## Work request
Reproduce the data below with every occurrence of "rough mask" renamed to "coarse mask", leaving everything else unchanged.

[Opening Records to process section]

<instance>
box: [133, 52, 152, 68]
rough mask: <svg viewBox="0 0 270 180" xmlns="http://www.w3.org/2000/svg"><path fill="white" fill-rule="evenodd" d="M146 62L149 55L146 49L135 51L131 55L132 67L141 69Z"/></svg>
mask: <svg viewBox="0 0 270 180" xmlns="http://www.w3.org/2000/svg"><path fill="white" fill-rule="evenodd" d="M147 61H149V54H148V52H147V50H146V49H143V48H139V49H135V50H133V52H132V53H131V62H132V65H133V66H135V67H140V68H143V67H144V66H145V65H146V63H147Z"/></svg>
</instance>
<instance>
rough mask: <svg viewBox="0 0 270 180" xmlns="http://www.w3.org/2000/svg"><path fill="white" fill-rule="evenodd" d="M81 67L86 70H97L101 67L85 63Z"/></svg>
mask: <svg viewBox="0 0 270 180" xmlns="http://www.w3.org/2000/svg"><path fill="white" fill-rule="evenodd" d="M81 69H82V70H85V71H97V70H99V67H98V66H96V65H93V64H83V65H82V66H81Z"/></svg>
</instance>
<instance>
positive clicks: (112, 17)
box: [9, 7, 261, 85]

[Closing Records to process section]

## Problem solution
<instance>
box: [133, 52, 152, 68]
coarse mask: <svg viewBox="0 0 270 180" xmlns="http://www.w3.org/2000/svg"><path fill="white" fill-rule="evenodd" d="M146 62L149 55L146 49L135 51L131 55L132 67L141 69Z"/></svg>
mask: <svg viewBox="0 0 270 180" xmlns="http://www.w3.org/2000/svg"><path fill="white" fill-rule="evenodd" d="M147 61H149V54H148V52H147V50H146V49H143V48H139V49H135V50H133V52H132V53H131V62H132V65H133V66H135V67H140V68H143V67H144V66H145V65H146V63H147Z"/></svg>
</instance>
<instance>
coarse mask: <svg viewBox="0 0 270 180" xmlns="http://www.w3.org/2000/svg"><path fill="white" fill-rule="evenodd" d="M81 67L86 70H97L101 67L85 63Z"/></svg>
mask: <svg viewBox="0 0 270 180" xmlns="http://www.w3.org/2000/svg"><path fill="white" fill-rule="evenodd" d="M81 69H82V70H85V71H97V70H99V67H98V66H96V65H93V64H83V65H82V66H81Z"/></svg>
</instance>
<instance>
positive clicks: (112, 17)
box: [9, 7, 261, 85]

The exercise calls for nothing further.